### Required work
Copy the records below word for word, leaving out the pictures.

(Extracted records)
'''

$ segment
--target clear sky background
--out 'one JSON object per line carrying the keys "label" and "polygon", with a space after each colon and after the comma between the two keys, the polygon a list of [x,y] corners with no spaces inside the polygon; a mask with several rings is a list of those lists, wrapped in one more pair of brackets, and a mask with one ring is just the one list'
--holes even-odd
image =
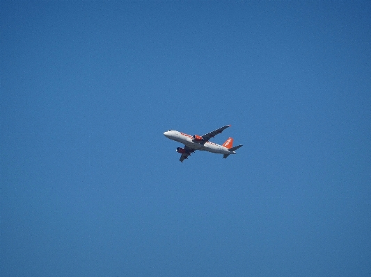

'''

### Task output
$ segment
--target clear sky background
--out 'one JSON object per line carrying the keys "label" and "polygon", with a space after each colon and after the comma between the two keys, the polygon a list of [x,y] corners with no spaces inside the polygon; a mask with several rings is a list of those lists, wrapped in one more pair of brackets, and a mask with one ring is just the one list'
--holes even-odd
image =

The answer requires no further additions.